What is needed –
Reproduce the summary of Eli Lilly v. Zenith Goldline below word for word, from its title line to its final sentence.

Document section –
================================

Eli Lilly v. Zenith Goldline (Fed. Cir. 2006)
Lilly’s patent covers olanzapine (Zyprexa®) and its use for the treatment of schizophrenia. Three generic manufacturers (Zenith (IVAX), Dr. Reddy’s, and Teva) filed an ANDA and Lilly responded with a complaint in the Southern District of Indiana. After a bench trial, the district court agreed with Lilly that the patent was valid, infringed, and enforceable. The defendants appealed to the Court of Appeals of the Federal Circuit.
Anticipation: To anticipate the invention, a prior art reference “must disclose each and every feature of the claimed invention, either explicitly or inherently.” However, in both Petering and Schaumann, prior art references that disclosed the family of the claimed compound were found to anticipate the claimed compound — even though the claimed compounds were not specifically discussed.
Here, the CAFC found that those cases were not applicable because the closest reference to olanzapine did not spell out “a definite and limited class of compounds that enabled a person of ordinary skill in the art to at once envisage each member in this limited class.”
Obviousness: The CAFC agreed that the prior art references did not suggest a the compound. In addition, Lilly provided strong evidence of secondary considerations, including: “(1) a long-felt and unmet need; (2) failure of others; (3) industry acclaim; and (4) unexpected results.”

================================

Data extract –

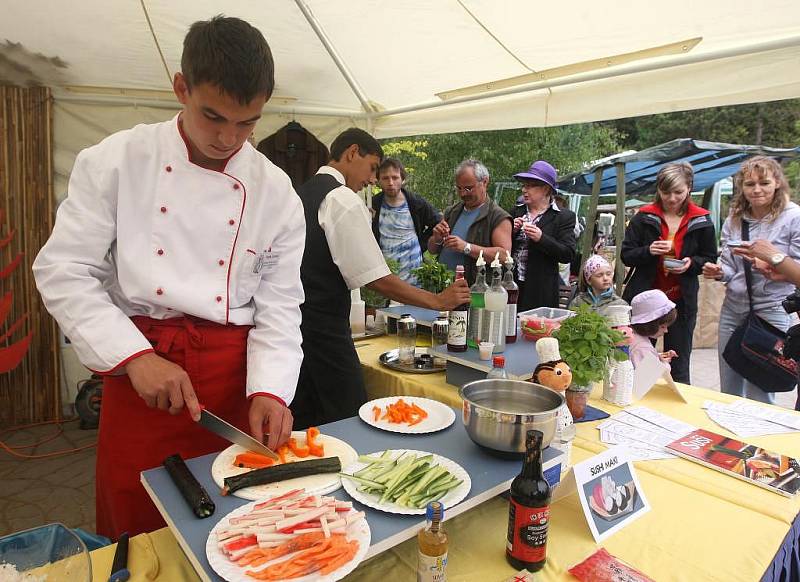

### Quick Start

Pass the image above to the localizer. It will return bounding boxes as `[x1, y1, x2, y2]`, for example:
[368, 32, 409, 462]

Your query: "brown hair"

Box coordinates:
[631, 308, 678, 337]
[653, 162, 694, 216]
[730, 156, 789, 221]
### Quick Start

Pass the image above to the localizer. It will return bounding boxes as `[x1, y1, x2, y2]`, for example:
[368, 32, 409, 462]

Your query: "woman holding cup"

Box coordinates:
[622, 162, 717, 384]
[703, 156, 800, 402]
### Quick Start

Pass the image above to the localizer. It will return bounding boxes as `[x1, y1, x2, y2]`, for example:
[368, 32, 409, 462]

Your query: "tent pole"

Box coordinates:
[578, 168, 603, 289]
[614, 163, 626, 296]
[294, 0, 375, 113]
[372, 33, 800, 117]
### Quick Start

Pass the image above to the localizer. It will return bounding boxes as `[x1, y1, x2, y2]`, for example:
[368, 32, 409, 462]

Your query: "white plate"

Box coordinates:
[342, 449, 472, 515]
[358, 396, 456, 434]
[206, 501, 372, 582]
[211, 431, 358, 501]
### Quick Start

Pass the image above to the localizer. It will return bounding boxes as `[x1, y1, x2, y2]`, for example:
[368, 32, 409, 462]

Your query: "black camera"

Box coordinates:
[781, 289, 800, 313]
[781, 289, 800, 361]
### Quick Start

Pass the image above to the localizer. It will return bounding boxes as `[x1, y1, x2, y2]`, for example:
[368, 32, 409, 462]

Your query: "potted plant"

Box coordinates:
[411, 251, 456, 293]
[553, 305, 628, 420]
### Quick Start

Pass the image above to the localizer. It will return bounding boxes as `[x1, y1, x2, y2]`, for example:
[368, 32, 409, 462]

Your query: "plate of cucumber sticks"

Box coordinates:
[341, 449, 472, 515]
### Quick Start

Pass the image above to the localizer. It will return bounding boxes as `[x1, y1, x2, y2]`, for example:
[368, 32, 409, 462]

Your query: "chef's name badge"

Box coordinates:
[253, 250, 280, 275]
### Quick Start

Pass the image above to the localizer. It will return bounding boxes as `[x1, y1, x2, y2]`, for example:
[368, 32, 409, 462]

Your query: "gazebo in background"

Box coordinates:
[558, 138, 800, 295]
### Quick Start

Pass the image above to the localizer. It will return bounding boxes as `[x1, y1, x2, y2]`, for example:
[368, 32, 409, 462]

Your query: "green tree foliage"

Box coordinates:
[382, 123, 620, 209]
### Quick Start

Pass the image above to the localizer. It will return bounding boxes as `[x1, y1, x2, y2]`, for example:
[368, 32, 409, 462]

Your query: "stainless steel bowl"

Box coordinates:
[458, 380, 564, 453]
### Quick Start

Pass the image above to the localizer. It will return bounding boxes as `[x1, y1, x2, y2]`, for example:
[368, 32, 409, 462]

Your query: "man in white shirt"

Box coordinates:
[33, 17, 305, 538]
[292, 128, 469, 428]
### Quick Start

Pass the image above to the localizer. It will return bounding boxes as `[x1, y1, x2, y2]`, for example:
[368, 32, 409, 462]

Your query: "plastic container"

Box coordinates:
[0, 523, 92, 582]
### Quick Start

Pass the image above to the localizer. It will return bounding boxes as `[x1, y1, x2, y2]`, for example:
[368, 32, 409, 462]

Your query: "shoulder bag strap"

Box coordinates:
[742, 221, 753, 313]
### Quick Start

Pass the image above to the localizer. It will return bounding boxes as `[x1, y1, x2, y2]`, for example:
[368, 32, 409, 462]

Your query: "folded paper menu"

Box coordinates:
[667, 429, 800, 497]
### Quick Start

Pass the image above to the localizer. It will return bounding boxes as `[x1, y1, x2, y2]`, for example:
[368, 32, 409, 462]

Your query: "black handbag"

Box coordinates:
[722, 220, 798, 392]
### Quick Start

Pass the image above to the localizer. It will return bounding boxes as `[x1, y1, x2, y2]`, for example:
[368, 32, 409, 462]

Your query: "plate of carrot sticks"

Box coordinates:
[358, 396, 456, 434]
[206, 488, 371, 582]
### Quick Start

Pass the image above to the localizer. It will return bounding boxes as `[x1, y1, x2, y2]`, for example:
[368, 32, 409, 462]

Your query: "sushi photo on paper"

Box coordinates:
[575, 446, 650, 542]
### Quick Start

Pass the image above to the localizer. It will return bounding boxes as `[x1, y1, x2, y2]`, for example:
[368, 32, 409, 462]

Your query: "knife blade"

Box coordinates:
[108, 532, 131, 582]
[198, 408, 279, 461]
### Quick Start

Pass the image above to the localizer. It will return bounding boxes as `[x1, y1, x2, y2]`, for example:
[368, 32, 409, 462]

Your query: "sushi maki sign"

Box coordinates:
[573, 446, 650, 543]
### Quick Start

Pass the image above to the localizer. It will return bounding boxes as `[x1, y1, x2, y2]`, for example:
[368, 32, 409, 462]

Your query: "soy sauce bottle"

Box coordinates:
[506, 430, 550, 572]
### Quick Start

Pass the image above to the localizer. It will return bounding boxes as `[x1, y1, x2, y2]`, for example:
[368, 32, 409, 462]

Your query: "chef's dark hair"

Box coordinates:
[331, 127, 383, 161]
[181, 15, 275, 105]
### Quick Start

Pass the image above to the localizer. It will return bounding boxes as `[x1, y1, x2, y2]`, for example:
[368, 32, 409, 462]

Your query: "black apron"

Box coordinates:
[290, 174, 367, 430]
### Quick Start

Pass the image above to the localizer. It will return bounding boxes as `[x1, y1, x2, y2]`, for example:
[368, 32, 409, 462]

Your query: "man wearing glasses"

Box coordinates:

================================

Result below –
Eli Lilly v. Zenith Goldline (Fed. Cir. 2006)
Lilly’s patent covers olanzapine (Zyprexa®) and its use for the treatment of schizophrenia. Three generic manufacturers (Zenith (IVAX), Dr. Reddy’s, and Teva) filed an ANDA and Lilly responded with a complaint in the Southern District of Indiana. After a bench trial, the district court agreed with Lilly that the patent was valid, infringed, and enforceable. The defendants appealed to the Court of Appeals of the Federal Circuit.
Anticipation: To anticipate the invention, a prior art reference “must disclose each and every feature of the claimed invention, either explicitly or inherently.” However, in both Petering and Schaumann, prior art references that disclosed the family of the claimed compound were found to anticipate the claimed compound — even though the claimed compounds were not specifically discussed.
Here, the CAFC found that those cases were not applicable because the closest reference to olanzapine did not spell out “a definite and limited class of compounds that enabled a person of ordinary skill in the art to at once envisage each member in this limited class.”
Obviousness: The CAFC agreed that the prior art references did not suggest a the compound. In addition, Lilly provided strong evidence of secondary considerations, including: “(1) a long-felt and unmet need; (2) failure of others; (3) industry acclaim; and (4) unexpected results.”